What you will do:
Return nothing but the lines from the line containing "Task: for the roadway count, mark the white" through the last line of the records, reproduced exactly.

Supplied entries:
::::::::::

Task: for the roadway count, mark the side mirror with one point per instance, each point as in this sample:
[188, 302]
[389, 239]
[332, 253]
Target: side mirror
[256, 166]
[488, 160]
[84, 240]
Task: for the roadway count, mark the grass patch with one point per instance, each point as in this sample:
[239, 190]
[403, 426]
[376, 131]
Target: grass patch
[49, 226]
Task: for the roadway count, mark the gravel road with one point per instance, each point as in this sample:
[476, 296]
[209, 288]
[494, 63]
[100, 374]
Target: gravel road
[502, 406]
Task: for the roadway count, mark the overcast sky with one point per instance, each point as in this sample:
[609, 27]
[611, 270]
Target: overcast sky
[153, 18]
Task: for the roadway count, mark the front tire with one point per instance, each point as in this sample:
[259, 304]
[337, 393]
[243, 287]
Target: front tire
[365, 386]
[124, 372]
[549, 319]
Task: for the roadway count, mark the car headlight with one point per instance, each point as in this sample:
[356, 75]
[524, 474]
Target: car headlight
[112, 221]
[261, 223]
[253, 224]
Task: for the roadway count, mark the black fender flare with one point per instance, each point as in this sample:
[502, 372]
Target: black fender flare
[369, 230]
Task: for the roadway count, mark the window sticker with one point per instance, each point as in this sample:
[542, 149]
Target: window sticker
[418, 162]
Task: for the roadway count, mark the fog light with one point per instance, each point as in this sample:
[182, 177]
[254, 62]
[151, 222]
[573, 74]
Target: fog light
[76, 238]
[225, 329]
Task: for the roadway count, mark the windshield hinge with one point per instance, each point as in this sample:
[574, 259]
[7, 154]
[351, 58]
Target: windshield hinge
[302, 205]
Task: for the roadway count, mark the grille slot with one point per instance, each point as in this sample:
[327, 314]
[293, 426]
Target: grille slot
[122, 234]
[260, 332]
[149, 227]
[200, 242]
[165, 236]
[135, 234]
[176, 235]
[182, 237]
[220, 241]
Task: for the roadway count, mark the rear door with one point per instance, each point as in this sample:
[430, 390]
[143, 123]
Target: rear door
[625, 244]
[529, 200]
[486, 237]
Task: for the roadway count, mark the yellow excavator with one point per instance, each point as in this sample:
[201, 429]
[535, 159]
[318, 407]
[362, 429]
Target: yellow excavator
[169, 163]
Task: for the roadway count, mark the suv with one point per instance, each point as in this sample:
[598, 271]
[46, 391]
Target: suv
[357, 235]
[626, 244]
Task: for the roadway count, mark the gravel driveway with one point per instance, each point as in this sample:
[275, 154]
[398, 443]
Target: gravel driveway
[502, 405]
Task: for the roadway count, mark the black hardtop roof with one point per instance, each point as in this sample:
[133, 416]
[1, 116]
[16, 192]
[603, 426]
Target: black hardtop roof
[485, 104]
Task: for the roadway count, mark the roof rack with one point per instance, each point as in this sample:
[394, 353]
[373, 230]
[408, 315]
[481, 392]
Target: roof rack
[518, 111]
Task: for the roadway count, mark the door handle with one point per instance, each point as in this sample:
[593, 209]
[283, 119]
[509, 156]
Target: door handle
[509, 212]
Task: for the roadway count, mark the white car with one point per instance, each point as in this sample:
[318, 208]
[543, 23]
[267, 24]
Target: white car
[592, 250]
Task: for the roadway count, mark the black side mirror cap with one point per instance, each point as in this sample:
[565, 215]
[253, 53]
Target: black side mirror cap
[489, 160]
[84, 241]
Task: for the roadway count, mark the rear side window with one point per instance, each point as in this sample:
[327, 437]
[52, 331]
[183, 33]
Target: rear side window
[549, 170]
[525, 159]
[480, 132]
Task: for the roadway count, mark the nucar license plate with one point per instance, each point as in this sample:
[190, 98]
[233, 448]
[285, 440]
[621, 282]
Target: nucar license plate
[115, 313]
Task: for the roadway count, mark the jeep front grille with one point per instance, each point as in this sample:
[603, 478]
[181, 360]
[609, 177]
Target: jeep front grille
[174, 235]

::::::::::

Full output:
Task: for the roadway count, mark the white car with one point per instance, each point as in this sample:
[318, 208]
[543, 23]
[267, 24]
Target: white car
[592, 250]
Task: for the roadway count, mark the black side mirror cap with one point per instance, each point as in this sample:
[565, 215]
[253, 53]
Target: black side mirror cap
[489, 160]
[84, 241]
Task: for the roadway count, mark the rear side window with one point per instance, each point as in this sample:
[327, 437]
[52, 331]
[183, 33]
Target: rear side window
[549, 170]
[525, 159]
[480, 132]
Task: for the roadway count, mark the nucar license plate with one point per instance, each point as in this sample:
[190, 98]
[233, 448]
[285, 440]
[621, 282]
Target: nucar license plate
[115, 313]
Task: for the roadway count, mark the jeep front grille with one point per instance, each point as in this sample:
[603, 478]
[181, 360]
[609, 177]
Target: jeep front grille
[174, 235]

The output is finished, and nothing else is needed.